__Records for the exercise__:

----------------

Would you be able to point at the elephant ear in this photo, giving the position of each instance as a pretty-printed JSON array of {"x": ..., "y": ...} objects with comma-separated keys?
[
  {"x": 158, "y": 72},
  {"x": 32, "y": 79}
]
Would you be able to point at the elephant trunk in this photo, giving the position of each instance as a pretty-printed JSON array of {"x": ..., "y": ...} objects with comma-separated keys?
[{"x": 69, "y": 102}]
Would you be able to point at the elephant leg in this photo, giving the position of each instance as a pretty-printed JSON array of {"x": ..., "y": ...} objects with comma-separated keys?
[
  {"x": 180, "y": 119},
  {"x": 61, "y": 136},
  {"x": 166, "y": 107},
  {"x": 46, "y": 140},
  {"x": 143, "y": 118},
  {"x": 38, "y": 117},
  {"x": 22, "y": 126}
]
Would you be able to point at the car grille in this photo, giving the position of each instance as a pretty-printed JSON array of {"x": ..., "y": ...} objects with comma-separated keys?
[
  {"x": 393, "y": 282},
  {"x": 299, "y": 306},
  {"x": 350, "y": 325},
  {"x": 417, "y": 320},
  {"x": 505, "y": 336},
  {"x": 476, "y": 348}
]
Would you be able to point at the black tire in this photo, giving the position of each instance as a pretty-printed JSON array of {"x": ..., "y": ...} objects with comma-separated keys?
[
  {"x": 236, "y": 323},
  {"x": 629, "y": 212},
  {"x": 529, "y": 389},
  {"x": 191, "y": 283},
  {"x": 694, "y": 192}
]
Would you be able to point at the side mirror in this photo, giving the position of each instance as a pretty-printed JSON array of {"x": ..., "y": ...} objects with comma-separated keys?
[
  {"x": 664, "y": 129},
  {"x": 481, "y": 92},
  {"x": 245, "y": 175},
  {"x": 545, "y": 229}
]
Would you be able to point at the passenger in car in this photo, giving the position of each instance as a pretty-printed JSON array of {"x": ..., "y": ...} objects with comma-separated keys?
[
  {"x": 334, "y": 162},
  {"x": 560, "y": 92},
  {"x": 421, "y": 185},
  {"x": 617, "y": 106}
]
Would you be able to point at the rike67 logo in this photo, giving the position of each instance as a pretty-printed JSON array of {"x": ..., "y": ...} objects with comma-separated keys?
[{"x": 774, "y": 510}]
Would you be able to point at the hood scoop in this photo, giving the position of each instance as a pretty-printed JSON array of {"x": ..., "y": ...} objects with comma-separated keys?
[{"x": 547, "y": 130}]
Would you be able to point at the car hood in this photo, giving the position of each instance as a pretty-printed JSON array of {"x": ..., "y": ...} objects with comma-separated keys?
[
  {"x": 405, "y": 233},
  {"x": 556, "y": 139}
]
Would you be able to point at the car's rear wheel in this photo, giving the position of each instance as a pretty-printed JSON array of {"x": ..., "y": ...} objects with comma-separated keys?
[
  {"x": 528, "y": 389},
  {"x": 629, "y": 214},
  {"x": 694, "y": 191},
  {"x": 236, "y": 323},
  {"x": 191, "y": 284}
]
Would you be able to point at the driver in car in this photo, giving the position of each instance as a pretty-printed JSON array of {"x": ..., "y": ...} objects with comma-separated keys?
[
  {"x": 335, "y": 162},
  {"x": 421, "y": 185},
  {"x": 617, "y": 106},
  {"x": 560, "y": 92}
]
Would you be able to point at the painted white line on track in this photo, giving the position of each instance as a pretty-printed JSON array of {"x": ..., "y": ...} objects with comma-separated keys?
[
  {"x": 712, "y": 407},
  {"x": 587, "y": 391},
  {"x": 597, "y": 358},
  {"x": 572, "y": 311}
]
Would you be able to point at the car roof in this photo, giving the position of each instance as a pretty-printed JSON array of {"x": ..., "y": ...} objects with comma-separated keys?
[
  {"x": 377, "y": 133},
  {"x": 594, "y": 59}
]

----------------

__Exercise requirements__:
Quote, without any change, each line from the one that contains "Would you be able to point at the painted" through the end of the material.

__Response to the task__:
Would you be able to point at the painted white line on track in this photo, giving the position of each instance as a pretty-printed JSON array of {"x": ..., "y": ...} objects with comma-separated keys?
[
  {"x": 712, "y": 407},
  {"x": 587, "y": 391},
  {"x": 597, "y": 358},
  {"x": 572, "y": 311}
]
Would you be able to point at the car roof in this photo, giving the position of each instance as a pretty-printed JSON array of {"x": ..., "y": ...} objects with comma-separated keys?
[
  {"x": 377, "y": 133},
  {"x": 594, "y": 59}
]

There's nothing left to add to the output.